• **ABOUT THIS EXERCISE**:
In the Mastery description below, why does chess time-to-expert receive a higher confidence value than stand-up comedy ambiguity? Answer in one to three sentences.

• **GIVEN TEXT**:
--------------------
Mastery

100 skills ranked by difficulty across 19 dimensions, with interactive challenges

Screenshot of Mastery showing the ranking page with category filters and a skill card for Coracle Building
The ranking page. 100 skills sorted by composite difficulty score, filterable by category. Each card shows the skill description, category, and score.

The "10,000 hours" framing treats all skills as equally shaped. They're not. Chess and cardiac surgery might both take a decade to master, but they score very differently on failure cost, physical demand, and how fast the field changes under your feet. Mastery ranks 100 skills across 19 difficulty dimensions, each scored 0-10 with cited sources. The result is a ranked list from easiest to hardest, but the interesting part is the shape of each skill's difficulty profile, not just the number.

Four stages of competence hierarchy
The four stages of competence, from unconscious incompetence to unconscious competence. Mastery's 19-dimension model tries to capture why some skills move through these stages faster than others. Wikimedia Commons

The 19 dimensions

Each skill is scored on: time to basic competence, time to expert performance, feedback delay, failure cost, cognitive demand, physical demand, prerequisite knowledge, measurability, perishability, precision required, ambiguity, instruction dependency, environmental variability, concurrent sub-skill load, plateau density, domain evolution rate, observability of expertise, luck/variance ratio, and social coordination load. The composite score is a weighted average. Time to expert and cognitive demand carry the highest weights (0.08 and 0.07). Luck/variance and domain evolution carry the lowest (0.04 and 0.03).

Every score has a confidence interval between 0 and 1. Chess time-to-expert gets 0.9 confidence because Elo ratings and training studies provide hard data. Stand-up comedy ambiguity gets lower confidence because "good" is subjective and the data is thin. The confidence values are visible in each skill's methodology panel alongside the source citations.

The skills

100 skills across 10 categories: games and strategy, languages, instruments and sound, sports and athletics, trades and crafts, academic and intellectual, physical feats, performance and expression, survival and fieldwork, and technology and engineering. The collection includes expected anchors like chess, piano, and gymnastics alongside things like Carolinian wayfinding (Polynesian star navigation), mokume-gane (Japanese metal layering), vinkensport (Belgian competitive bird singing), and ferrofluid sculpting. The mix is deliberate. Familiar skills give you calibration points. Unfamiliar ones are where the scoring model gets tested.
--------------------
• **INPUT DATA**:
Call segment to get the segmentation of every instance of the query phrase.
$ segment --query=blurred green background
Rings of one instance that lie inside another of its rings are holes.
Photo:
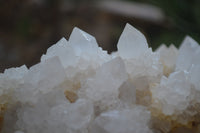
[[[179,47],[186,35],[200,42],[199,0],[0,0],[0,72],[38,63],[47,48],[77,26],[116,50],[126,23],[149,45]]]

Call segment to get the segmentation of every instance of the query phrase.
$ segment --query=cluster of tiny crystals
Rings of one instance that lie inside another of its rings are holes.
[[[1,133],[200,133],[200,46],[152,51],[126,24],[108,54],[74,28],[40,63],[0,74]]]

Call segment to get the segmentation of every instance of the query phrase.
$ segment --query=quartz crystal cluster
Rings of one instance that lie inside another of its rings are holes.
[[[107,54],[74,28],[30,67],[0,74],[1,133],[199,133],[200,46],[155,52],[127,24]]]

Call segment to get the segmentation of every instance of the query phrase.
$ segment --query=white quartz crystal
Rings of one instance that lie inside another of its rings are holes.
[[[127,24],[117,48],[109,55],[74,28],[40,63],[6,69],[0,132],[200,132],[199,44],[187,36],[180,49],[161,45],[153,52]]]
[[[126,24],[117,44],[122,58],[137,58],[144,53],[148,44],[144,35],[130,24]]]

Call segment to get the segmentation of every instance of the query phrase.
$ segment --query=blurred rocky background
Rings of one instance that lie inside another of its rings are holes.
[[[40,60],[73,27],[116,50],[126,23],[142,31],[149,45],[177,47],[185,35],[200,42],[199,0],[0,0],[0,72]]]

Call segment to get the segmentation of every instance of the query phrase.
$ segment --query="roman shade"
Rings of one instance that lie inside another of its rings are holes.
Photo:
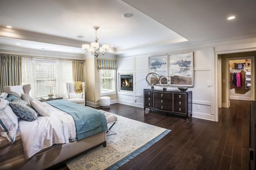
--------------------
• **WRITTEN SOLUTION**:
Chess time-to-expert gets a confidence of 0.9 because Elo ratings and training studies provide hard data. Stand-up comedy ambiguity gets lower confidence because "good" is subjective and the data is thin.